▶ Requirement
The expected output is the full set of entries, printed exactly, without pictures.

▶ Given data

"""

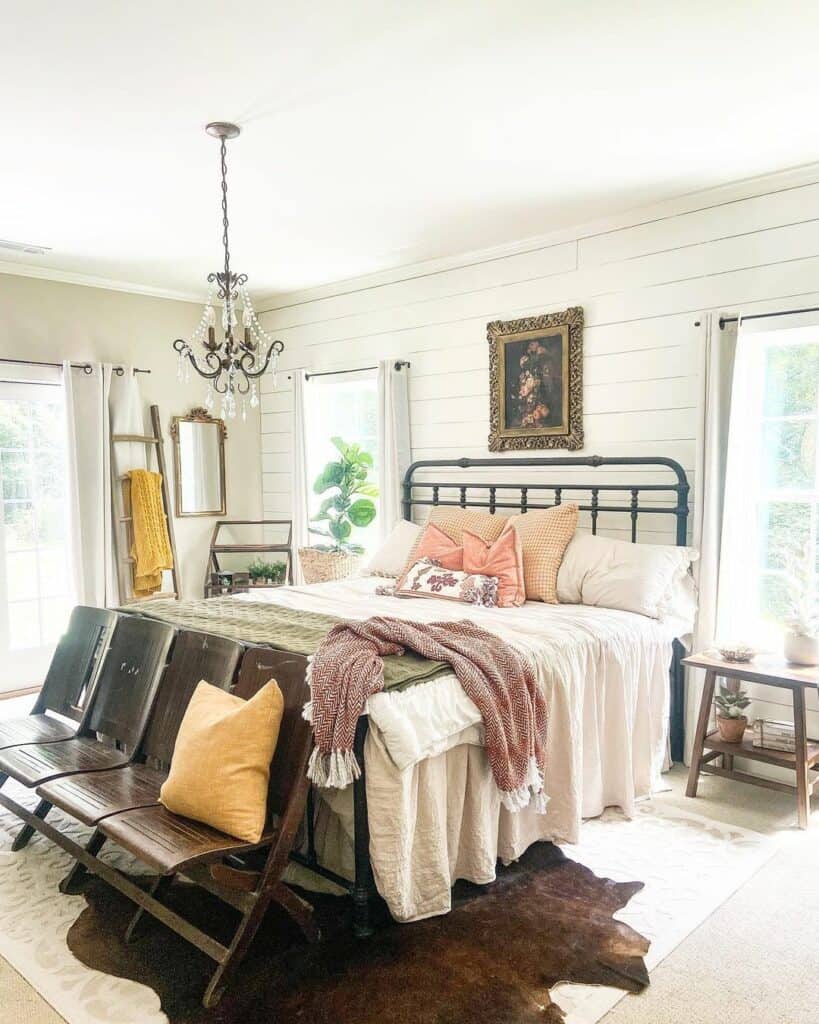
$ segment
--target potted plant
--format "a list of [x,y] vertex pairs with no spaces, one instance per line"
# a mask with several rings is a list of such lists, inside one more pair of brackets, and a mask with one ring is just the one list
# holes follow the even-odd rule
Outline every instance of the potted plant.
[[796,665],[819,665],[819,594],[813,547],[808,542],[801,550],[785,550],[782,559],[788,602],[785,657]]
[[[352,576],[361,564],[364,549],[350,541],[354,526],[369,526],[375,519],[378,488],[367,481],[373,457],[357,444],[331,438],[339,459],[328,462],[316,477],[313,490],[323,494],[319,511],[312,519],[321,526],[310,532],[325,537],[328,543],[299,548],[299,559],[307,583],[323,583]],[[325,525],[326,524],[326,525]]]
[[247,567],[247,572],[250,576],[251,583],[258,587],[265,581],[265,577],[267,576],[267,566],[260,558],[254,558]]
[[717,705],[717,728],[720,738],[726,743],[739,743],[748,727],[748,719],[743,711],[751,703],[746,693],[739,689],[720,686],[719,694],[714,698]]

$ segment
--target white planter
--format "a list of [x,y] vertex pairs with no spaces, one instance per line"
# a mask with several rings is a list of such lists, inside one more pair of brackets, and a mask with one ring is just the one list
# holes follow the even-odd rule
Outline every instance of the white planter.
[[794,665],[819,665],[819,636],[786,633],[784,651]]

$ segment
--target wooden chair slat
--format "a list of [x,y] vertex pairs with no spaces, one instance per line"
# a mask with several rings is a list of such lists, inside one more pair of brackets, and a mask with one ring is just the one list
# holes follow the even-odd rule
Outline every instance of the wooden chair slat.
[[83,731],[134,750],[141,742],[175,630],[164,622],[121,615],[100,672]]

"""

▶ Answer to the exercise
$ segment
--target potted plant
--format "a list of [x,y] vertex pairs with no spaces, one instance per line"
# a mask with several rings is a list of such lists, inside one more pair of brackets, and a mask with one ring is just the one list
# holes follow the even-odd rule
Outline every instance of the potted plant.
[[796,665],[819,665],[819,594],[813,547],[808,542],[801,550],[785,550],[782,559],[788,602],[785,657]]
[[[352,576],[361,564],[364,549],[350,541],[354,526],[369,526],[375,519],[378,488],[367,481],[373,457],[357,444],[331,438],[339,459],[328,462],[316,477],[313,490],[323,494],[319,511],[312,519],[321,526],[310,532],[325,537],[328,543],[299,548],[299,559],[307,583],[323,583]],[[325,525],[326,524],[326,525]]]
[[247,567],[247,572],[250,576],[251,583],[258,587],[265,581],[265,577],[267,576],[267,566],[260,558],[254,558]]
[[717,705],[717,728],[720,738],[726,743],[739,743],[748,727],[748,719],[743,711],[751,703],[746,693],[739,689],[720,686],[719,694],[714,698]]

$ segment
--target white planter
--format "a list of [x,y] vertex pairs with no spaces, one instance per line"
# a mask with several rings is a list of such lists, inside one more pair of brackets, and a mask with one ring is just the one list
# holes follow the even-odd rule
Outline every instance of the white planter.
[[794,665],[819,665],[819,636],[786,633],[784,651]]

$ segment
--target wooden chair slat
--format "a list of [x,y] vertex pairs with no spaces, one instance per line"
# a mask with several rings is a list of such lists, inside one more pair of brackets, and a mask with one ring is just the one list
# holes follow the even-odd rule
Outline every instance of the wooden chair slat.
[[83,731],[134,750],[141,742],[175,630],[164,622],[121,615],[100,672]]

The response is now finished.